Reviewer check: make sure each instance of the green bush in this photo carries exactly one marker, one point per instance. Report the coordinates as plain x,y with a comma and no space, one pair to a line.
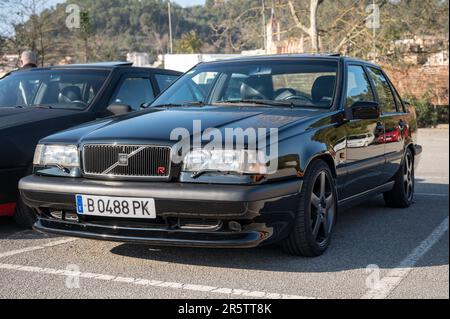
429,115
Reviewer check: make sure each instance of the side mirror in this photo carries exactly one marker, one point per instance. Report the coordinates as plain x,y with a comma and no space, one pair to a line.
117,108
146,105
365,110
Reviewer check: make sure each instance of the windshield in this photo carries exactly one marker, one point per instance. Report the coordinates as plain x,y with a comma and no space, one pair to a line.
61,89
294,83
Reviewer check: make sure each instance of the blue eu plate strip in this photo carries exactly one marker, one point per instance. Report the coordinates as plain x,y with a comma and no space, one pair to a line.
79,204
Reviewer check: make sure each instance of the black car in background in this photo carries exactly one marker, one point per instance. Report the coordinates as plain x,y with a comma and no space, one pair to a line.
122,178
39,102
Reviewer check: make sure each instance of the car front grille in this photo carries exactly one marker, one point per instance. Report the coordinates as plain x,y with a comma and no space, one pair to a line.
131,161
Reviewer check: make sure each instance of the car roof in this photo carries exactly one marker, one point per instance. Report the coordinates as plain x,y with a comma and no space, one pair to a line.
100,66
324,56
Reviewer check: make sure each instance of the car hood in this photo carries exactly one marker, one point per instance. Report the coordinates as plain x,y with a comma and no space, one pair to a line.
158,125
10,116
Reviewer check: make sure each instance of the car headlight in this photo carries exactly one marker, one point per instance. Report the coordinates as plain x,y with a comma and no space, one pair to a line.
56,155
238,161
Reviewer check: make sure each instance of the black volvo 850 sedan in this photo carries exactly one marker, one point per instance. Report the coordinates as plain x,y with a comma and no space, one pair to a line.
236,153
38,102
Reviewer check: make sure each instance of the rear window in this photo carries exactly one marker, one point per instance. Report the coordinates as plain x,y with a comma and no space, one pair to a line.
65,89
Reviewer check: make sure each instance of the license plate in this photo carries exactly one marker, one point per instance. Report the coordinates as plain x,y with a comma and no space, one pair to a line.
126,207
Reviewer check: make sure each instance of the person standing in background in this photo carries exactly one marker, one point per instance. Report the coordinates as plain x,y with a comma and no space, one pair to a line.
28,60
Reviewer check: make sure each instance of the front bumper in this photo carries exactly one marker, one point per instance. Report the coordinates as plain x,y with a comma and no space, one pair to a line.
265,212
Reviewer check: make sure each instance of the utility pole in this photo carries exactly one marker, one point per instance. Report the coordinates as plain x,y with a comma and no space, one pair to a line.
264,26
170,28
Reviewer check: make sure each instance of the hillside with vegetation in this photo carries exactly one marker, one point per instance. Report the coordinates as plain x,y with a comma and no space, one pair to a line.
111,28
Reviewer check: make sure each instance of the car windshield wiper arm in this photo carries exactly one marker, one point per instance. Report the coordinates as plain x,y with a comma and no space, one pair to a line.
258,102
41,106
199,103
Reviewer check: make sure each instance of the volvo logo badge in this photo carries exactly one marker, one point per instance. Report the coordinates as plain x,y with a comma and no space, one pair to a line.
123,160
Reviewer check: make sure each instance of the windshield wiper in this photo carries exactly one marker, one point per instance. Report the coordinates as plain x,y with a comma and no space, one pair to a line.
199,103
258,102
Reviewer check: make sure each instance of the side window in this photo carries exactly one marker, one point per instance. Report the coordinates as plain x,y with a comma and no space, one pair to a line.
165,80
358,86
387,102
134,92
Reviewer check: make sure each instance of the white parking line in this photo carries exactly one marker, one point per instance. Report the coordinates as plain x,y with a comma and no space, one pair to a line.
431,194
396,275
152,283
28,249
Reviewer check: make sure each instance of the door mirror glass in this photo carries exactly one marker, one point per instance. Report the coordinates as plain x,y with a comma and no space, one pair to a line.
365,110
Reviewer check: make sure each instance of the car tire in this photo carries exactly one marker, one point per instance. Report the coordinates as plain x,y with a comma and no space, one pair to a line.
316,213
24,216
402,195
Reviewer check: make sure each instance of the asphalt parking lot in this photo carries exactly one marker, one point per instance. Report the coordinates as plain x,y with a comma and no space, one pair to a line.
376,253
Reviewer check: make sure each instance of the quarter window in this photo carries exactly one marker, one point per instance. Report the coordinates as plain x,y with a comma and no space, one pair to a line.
386,99
358,86
134,92
164,80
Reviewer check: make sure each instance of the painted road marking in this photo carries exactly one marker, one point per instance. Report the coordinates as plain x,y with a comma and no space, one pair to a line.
396,275
28,249
152,283
431,194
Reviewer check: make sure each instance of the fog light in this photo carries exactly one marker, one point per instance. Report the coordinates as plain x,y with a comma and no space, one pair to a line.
235,226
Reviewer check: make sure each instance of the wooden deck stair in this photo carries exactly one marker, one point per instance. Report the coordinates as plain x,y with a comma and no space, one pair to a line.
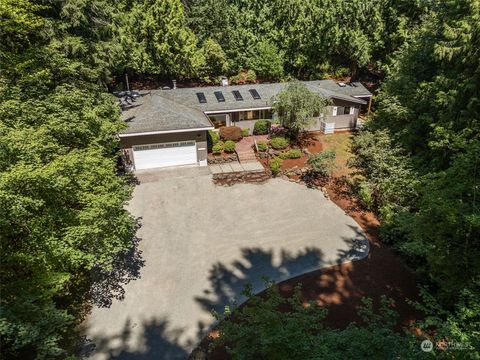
244,149
246,156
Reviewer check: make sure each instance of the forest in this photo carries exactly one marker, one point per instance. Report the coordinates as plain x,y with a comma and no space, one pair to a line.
63,223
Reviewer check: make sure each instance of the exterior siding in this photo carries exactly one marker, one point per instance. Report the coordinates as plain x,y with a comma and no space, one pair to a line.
199,136
343,121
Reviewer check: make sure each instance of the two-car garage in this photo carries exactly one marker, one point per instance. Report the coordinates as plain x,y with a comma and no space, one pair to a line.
165,154
163,133
152,151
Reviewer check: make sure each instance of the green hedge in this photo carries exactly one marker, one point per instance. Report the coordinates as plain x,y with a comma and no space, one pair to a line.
279,143
275,165
291,154
229,146
262,127
262,146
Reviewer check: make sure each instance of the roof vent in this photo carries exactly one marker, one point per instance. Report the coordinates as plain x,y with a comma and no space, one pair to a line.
201,98
219,96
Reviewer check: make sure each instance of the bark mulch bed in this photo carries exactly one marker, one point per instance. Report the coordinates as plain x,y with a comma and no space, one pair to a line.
308,141
340,288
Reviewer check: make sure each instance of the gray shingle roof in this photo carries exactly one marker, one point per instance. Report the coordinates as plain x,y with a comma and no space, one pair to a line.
153,112
164,110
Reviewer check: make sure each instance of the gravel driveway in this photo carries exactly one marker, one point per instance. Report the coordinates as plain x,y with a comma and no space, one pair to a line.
200,244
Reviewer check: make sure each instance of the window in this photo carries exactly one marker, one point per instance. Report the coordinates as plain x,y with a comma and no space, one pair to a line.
237,95
255,94
201,98
219,96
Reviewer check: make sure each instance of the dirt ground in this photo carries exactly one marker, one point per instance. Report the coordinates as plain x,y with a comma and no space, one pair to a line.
340,288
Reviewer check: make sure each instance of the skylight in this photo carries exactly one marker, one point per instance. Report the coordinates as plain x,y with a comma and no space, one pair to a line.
201,98
237,95
254,94
219,96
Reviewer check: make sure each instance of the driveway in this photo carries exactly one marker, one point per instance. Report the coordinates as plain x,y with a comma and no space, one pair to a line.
201,244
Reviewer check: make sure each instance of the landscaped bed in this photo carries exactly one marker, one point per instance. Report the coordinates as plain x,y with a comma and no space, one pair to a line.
340,288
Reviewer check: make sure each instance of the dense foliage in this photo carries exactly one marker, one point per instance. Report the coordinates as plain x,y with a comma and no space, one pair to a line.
62,216
419,159
298,332
296,106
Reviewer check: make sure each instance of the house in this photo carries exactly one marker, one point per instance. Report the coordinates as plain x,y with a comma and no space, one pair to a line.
169,127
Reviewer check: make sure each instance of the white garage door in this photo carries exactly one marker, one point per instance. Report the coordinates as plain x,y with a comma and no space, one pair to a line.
164,154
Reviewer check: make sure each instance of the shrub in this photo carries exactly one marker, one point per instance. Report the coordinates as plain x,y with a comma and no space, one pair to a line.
323,163
291,154
278,131
279,143
262,146
233,133
229,146
275,165
213,137
262,127
217,148
365,194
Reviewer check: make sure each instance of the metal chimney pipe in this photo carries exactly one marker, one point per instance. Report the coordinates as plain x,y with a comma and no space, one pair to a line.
126,80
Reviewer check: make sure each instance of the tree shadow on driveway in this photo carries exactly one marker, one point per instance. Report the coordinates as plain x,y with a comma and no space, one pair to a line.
228,281
108,284
159,341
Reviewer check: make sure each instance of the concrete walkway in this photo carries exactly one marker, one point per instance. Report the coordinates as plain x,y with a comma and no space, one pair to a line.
235,167
200,245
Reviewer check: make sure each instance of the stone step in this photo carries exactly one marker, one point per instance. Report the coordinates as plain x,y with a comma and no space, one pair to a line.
246,157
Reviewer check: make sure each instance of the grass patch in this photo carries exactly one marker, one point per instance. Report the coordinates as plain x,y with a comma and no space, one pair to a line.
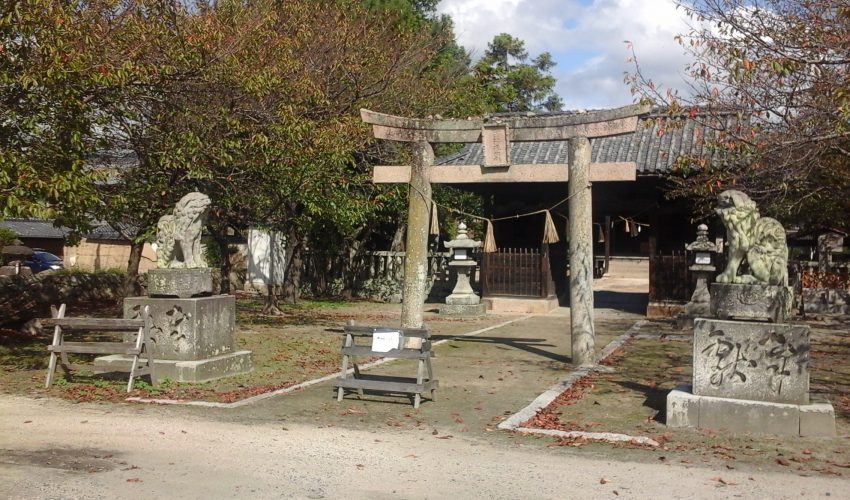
632,400
301,345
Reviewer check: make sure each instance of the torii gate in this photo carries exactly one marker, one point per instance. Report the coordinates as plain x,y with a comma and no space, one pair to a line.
496,133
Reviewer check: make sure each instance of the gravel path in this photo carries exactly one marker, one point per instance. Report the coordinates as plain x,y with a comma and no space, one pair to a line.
54,449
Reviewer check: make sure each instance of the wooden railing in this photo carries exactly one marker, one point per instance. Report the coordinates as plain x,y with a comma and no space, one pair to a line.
517,272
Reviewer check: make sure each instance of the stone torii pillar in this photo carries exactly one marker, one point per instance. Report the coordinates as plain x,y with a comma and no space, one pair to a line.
581,254
416,245
497,133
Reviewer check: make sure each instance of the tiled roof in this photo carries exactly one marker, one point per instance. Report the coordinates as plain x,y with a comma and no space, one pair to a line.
654,146
105,231
34,228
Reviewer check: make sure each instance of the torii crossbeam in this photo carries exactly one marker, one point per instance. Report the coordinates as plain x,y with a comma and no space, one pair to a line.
496,133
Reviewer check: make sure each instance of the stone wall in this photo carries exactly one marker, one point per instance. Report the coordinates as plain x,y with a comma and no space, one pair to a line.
97,255
22,299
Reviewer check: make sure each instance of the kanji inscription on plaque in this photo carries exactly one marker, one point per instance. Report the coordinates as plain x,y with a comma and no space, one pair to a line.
496,143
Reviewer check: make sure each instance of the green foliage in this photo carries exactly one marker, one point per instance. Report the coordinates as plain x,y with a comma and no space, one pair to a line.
511,82
7,236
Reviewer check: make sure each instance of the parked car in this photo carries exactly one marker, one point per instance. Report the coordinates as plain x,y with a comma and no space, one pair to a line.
43,261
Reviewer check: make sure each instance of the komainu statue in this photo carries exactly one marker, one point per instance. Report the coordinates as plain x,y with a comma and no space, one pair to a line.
178,235
759,240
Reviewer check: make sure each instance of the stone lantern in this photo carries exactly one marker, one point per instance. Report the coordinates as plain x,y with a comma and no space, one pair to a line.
463,301
703,267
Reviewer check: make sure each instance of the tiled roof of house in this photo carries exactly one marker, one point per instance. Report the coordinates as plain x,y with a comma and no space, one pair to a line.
106,231
654,146
34,228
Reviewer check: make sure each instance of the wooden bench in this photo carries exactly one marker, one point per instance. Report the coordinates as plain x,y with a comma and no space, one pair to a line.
359,341
138,348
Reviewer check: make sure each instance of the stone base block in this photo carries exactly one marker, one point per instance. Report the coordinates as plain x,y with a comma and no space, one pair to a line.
684,409
511,305
751,360
202,370
463,310
188,329
765,302
463,299
183,283
664,309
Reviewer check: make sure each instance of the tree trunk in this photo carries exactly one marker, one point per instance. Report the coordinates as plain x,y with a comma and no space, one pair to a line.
290,284
292,278
398,238
225,265
132,288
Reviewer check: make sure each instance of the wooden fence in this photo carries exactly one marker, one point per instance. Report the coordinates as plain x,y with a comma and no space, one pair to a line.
518,272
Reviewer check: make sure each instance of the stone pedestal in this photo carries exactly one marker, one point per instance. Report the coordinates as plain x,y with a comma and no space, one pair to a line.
182,283
192,338
700,303
750,378
753,361
686,409
761,302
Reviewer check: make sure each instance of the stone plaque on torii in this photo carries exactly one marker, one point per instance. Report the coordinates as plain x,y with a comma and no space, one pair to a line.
496,134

[What the exercise asks]
Quote exactly what appears from the line containing "Reviewer check: make sure each instance of the tiled roof of" through the final line of the listing above, including both of those lines.

[Exercise result]
Reviewer check: make sure each instance of the tiled roof of house in this photo carries exactly one marker, one point per instance. Report the coordinates as plain x,y with a comma and no space, one pair to a line.
106,231
654,146
34,228
Reviewer check: make sure each instance of the wooden bench in this photo carries exactly one marker, one point per instance. Report the coordinates as plain x,y with a comma and no space, one pair to a line.
359,341
138,348
Reviewer check: make sure each instance of the stone base block in this photo carries exactly one marker, one point per instance. Report the coordinates as plain x,y with a comma and no space, one pair to a line.
684,409
511,305
751,360
202,370
463,310
188,329
765,302
463,299
183,283
664,309
Reviewer check: make sure each instance of the tree trunk in this photo carries exactly one marker, one point per instance. Report the coordinates as plain x,y with a comma and no space, one pair to a line.
290,284
292,278
398,238
225,265
132,288
Reviewer check: make sure each instance of the wooden fence in this photo carries exactly one marker, one point per instance. Report the coordinates as plain x,y with a comma and no space, one pair to a line.
518,272
Reviewer check: make sure each instance of the stone pedestal in this photo carries exactly one marker, one point per instance. Report the coordinates as plain x,y with a comma and no space, one pair to a line.
182,283
192,338
700,303
750,378
753,361
686,409
761,302
Reviewer check: make sure each instance of the stone plaque on torii in this photo carries exactly one marker, one point per instance. Report the coordinates as plain x,y with a comma and no space, one pair to a line.
496,134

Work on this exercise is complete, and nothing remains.